Records from a data source
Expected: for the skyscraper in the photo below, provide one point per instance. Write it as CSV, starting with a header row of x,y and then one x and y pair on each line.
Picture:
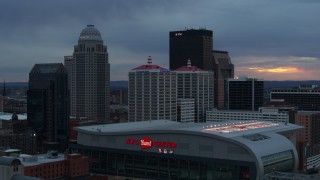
x,y
304,97
196,84
152,93
245,94
89,80
194,44
48,102
197,45
223,70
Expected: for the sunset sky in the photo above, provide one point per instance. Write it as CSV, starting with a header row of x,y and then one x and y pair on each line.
x,y
272,40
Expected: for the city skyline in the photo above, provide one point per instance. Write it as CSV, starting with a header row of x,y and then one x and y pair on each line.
x,y
270,40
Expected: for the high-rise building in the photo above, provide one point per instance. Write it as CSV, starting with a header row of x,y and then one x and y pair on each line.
x,y
185,110
89,80
195,44
304,97
308,139
223,70
1,103
245,94
48,102
152,93
197,84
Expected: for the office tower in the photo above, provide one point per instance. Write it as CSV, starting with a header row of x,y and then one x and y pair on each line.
x,y
1,103
195,44
223,70
68,64
185,110
48,102
245,94
89,80
304,97
152,93
197,84
308,139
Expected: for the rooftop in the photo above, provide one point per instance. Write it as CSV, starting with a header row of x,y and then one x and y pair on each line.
x,y
7,116
33,160
90,33
225,129
189,67
150,66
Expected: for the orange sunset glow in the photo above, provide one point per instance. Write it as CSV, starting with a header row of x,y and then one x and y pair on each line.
x,y
276,70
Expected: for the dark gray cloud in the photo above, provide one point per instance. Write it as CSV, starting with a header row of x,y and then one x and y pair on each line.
x,y
277,32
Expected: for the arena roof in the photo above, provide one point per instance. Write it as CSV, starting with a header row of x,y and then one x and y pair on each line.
x,y
224,129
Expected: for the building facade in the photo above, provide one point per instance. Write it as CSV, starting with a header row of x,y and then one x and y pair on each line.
x,y
195,44
223,70
152,93
89,80
170,150
245,94
48,102
308,139
197,84
227,115
305,98
185,110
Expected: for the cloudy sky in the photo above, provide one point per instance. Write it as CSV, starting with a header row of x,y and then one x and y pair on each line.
x,y
273,40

◆ **TO BE DONE**
Reproduce every line of the items above word for word, leaving out the pictures.

◆ **FINAL ANSWER**
Expected: for the skyscraper in the photo below, provide one point per instance. Write it as CSV, starting with a header row of x,y and then one x and y pair on each line.
Picture:
x,y
304,97
196,84
152,93
245,94
89,80
194,44
48,102
197,45
223,70
Expected: for the sunset sky in the photo above, provide one point per instance. Write it as CSV, starting with a header row of x,y and then one x and y pair on each line.
x,y
272,40
Expected: for the city skyline in the photo above, provide one point per instance. Write it as CSV, starting with a header row of x,y and then one x and y pair on each line.
x,y
270,40
Expected: for the high-rise building in the photo above, provide one point per instance. Write it as CSV, starting with a header row of x,y and then one x and y pair on each line.
x,y
185,110
89,80
195,44
304,97
308,139
223,70
1,103
245,94
48,102
152,93
197,84
Expected: for the office tower in the photo above, provide one point per instance. Write it as CSV, starting with a header row of x,y and then one x and y pair on each line.
x,y
1,103
195,44
223,70
68,64
185,110
48,102
245,94
89,80
304,97
152,93
197,84
308,139
Expected: for the rooftop in the photo above, provide one point per instance. Write it as CSV, starting with a header row of x,y and then one x and y pair on each line.
x,y
7,116
33,160
90,33
225,129
189,67
150,66
Expected: for the orange sunset glow in the photo above, provide one point per instance. Write it as CSV, starting with a header row of x,y and then one x and y pair on each line.
x,y
276,70
Expected: for the dark gray cloud in the photo above, provide one point per instance. Write it as CSV, starting with a header row of x,y and then one x and y pair on each line.
x,y
277,32
Expected: for the arena roof in the photo above, provide one point per instance. Write it as CSV, starting with a header row of x,y and then one x and y pair on each line.
x,y
224,129
Expected: for the building facade in the photo above, provide one point per instance. Write it as CSV, starting with a header row of x,y and then one x and y pair on each line.
x,y
195,44
223,70
152,93
89,80
170,150
245,94
48,102
308,139
197,84
227,115
305,98
185,110
Expected: for the cloudy sky in the photo above, provide one point per instance. Write it as CSV, starting with a header row of x,y and then one x and y pair on each line.
x,y
273,40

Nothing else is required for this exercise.